Turn the lines from the first one through the line containing "Trace every instance of the white" into a numbered list, leaving out any blank lines.

**EXTRACTED ENTRIES:**
*-*-*
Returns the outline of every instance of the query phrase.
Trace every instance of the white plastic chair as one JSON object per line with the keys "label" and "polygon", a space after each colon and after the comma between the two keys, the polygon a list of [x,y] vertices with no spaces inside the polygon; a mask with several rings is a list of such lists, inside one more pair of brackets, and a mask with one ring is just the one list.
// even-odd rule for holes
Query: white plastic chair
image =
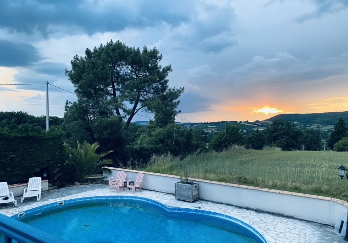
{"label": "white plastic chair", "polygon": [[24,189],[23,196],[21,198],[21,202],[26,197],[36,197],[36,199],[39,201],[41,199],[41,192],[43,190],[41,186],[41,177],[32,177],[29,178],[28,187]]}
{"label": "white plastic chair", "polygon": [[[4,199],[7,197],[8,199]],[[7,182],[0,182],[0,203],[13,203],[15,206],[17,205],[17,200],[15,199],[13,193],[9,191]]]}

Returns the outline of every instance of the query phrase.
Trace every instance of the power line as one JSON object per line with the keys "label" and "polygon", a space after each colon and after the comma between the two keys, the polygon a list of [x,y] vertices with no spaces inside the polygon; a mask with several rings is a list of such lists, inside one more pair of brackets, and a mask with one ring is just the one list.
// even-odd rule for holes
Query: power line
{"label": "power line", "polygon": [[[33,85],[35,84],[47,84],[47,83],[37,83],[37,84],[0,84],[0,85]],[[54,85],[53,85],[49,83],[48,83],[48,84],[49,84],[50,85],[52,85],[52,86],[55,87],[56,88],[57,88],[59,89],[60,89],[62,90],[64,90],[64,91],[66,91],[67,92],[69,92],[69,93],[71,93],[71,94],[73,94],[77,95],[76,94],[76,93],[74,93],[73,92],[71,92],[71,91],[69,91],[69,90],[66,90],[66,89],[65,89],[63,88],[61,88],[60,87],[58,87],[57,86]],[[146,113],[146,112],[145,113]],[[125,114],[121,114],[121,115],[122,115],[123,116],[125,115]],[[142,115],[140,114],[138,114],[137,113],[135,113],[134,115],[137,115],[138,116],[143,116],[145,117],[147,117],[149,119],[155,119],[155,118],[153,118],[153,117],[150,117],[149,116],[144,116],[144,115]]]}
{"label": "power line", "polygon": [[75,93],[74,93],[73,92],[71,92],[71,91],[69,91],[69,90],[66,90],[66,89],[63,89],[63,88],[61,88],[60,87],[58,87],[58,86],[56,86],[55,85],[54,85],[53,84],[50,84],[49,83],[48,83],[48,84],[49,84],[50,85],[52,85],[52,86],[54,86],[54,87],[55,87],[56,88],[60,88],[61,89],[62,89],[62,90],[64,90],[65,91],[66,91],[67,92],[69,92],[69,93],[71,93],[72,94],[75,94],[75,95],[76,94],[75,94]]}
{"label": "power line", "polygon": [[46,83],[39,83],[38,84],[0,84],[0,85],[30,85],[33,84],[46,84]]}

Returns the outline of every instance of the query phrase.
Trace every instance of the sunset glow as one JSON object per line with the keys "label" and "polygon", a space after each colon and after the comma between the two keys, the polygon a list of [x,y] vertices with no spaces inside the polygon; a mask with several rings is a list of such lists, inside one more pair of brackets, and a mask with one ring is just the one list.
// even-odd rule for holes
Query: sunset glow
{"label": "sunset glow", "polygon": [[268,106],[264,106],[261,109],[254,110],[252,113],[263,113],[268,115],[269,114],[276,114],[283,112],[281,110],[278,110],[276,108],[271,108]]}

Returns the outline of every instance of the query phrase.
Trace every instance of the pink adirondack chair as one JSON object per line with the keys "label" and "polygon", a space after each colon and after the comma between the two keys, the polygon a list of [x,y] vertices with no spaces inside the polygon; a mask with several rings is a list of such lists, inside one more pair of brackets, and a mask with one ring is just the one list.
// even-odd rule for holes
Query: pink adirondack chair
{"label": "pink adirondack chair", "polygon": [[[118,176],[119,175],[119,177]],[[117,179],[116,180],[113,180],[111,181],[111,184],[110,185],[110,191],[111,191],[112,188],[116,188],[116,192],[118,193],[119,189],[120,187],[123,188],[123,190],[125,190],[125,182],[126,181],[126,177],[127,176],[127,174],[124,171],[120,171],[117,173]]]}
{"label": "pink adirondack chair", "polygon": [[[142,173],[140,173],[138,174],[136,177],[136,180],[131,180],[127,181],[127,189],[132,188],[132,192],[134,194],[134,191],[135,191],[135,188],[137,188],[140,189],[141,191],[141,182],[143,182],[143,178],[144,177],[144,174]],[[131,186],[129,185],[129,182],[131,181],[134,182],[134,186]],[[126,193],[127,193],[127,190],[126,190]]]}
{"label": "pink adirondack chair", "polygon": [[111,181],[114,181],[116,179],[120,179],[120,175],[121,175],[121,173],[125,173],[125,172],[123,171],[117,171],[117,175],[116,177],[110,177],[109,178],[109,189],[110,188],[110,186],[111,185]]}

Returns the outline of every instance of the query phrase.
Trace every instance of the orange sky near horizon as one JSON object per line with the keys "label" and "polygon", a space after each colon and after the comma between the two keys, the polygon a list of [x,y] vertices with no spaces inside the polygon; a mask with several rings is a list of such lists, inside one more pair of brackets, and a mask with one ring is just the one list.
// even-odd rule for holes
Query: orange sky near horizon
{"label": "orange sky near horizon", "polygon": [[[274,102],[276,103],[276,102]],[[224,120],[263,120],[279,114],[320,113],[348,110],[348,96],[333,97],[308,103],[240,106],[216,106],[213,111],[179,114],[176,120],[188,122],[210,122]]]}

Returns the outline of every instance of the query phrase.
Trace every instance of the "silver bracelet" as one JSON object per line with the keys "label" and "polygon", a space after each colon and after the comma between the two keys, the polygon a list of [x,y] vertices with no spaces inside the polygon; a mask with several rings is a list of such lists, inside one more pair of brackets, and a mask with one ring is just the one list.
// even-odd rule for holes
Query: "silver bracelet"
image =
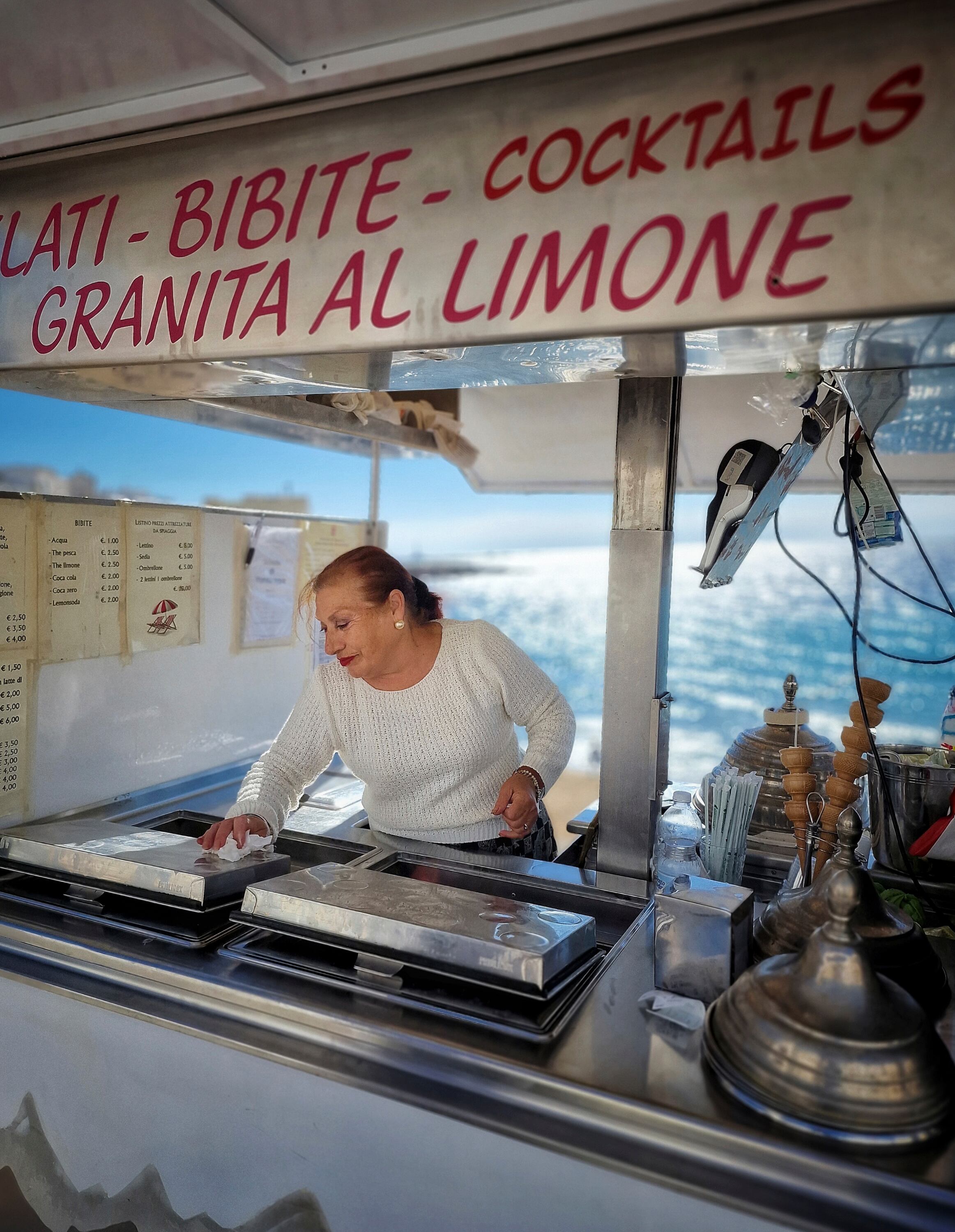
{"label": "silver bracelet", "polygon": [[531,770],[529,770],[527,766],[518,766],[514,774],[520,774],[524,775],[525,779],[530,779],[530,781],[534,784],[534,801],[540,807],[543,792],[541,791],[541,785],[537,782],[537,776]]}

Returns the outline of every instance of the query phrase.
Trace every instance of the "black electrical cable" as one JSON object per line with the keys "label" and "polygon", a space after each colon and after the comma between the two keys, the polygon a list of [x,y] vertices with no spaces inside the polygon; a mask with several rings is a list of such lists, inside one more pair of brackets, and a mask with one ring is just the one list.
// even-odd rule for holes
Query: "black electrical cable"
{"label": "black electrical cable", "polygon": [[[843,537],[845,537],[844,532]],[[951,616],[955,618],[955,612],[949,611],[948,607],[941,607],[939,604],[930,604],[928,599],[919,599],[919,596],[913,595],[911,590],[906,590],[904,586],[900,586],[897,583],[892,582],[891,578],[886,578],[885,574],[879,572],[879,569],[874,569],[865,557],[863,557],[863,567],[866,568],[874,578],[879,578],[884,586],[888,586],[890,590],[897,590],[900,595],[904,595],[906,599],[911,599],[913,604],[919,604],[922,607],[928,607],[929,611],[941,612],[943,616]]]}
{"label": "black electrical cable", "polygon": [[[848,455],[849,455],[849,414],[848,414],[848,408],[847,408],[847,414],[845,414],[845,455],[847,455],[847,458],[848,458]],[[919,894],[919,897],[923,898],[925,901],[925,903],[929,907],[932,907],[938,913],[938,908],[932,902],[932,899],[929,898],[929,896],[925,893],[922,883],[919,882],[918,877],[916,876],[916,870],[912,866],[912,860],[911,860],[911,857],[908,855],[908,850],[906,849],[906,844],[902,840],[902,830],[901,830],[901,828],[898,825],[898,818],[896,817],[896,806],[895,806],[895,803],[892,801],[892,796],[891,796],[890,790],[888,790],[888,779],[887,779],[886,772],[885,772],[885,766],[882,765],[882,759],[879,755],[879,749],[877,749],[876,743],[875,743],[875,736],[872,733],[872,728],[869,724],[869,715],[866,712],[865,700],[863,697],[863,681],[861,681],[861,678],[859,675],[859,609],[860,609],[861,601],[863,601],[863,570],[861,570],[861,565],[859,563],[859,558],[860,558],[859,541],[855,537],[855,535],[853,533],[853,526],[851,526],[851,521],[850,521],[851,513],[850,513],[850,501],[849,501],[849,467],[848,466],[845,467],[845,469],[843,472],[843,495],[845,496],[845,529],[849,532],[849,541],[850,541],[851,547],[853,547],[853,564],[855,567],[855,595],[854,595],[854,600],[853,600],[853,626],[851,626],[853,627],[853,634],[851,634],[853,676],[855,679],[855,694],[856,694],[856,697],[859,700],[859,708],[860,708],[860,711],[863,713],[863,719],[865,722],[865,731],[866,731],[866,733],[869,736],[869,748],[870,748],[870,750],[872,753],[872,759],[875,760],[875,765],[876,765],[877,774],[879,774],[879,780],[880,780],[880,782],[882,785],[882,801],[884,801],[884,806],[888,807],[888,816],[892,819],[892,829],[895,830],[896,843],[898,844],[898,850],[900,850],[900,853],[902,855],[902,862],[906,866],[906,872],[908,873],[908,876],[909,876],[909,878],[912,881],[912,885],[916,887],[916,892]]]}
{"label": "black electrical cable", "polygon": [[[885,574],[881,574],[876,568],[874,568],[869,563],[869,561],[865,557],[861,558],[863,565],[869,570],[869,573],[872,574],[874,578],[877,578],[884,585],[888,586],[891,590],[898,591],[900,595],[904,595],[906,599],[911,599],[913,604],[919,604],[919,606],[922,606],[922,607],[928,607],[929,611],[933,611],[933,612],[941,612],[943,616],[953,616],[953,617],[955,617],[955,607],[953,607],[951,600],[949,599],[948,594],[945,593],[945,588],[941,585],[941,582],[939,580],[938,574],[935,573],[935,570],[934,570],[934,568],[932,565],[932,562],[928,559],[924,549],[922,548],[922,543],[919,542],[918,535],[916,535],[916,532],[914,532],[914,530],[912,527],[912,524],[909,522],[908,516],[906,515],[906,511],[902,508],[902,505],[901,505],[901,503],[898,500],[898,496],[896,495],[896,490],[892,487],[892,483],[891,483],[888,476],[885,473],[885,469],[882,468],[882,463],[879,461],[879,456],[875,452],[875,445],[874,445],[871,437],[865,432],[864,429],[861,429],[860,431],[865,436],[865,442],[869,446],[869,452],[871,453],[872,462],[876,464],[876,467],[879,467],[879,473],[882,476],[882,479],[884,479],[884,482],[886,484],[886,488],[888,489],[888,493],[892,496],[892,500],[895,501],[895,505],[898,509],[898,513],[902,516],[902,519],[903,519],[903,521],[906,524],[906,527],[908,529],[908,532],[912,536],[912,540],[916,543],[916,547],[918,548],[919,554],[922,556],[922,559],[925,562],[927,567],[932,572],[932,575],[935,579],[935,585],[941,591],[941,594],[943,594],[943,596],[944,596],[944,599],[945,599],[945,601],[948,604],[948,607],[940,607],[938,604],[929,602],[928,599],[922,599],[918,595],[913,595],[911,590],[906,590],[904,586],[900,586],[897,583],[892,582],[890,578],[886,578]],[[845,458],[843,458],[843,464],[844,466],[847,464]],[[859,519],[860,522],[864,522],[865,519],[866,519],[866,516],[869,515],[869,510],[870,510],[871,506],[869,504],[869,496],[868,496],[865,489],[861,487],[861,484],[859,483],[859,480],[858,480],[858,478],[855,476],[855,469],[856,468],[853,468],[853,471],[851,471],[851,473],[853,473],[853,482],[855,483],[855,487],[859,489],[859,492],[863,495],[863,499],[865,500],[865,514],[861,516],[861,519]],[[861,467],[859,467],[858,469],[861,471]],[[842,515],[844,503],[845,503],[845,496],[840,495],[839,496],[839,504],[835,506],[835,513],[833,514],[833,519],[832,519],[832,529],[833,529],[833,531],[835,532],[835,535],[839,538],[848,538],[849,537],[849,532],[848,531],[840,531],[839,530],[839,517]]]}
*-*-*
**EXERCISE OUTPUT:**
1. Returns the outline of every instance of the query phrase.
2. Trace every instance of the white plastic chair as one JSON object per line with the keys "label" and "polygon", a space after each colon and after the comma between the two keys, the polygon a list of [x,y] vertices with no spaces inside the polygon; a mask with several rings is a list of such lists, inside one more pair of brackets, and a mask with one ring is just the one list.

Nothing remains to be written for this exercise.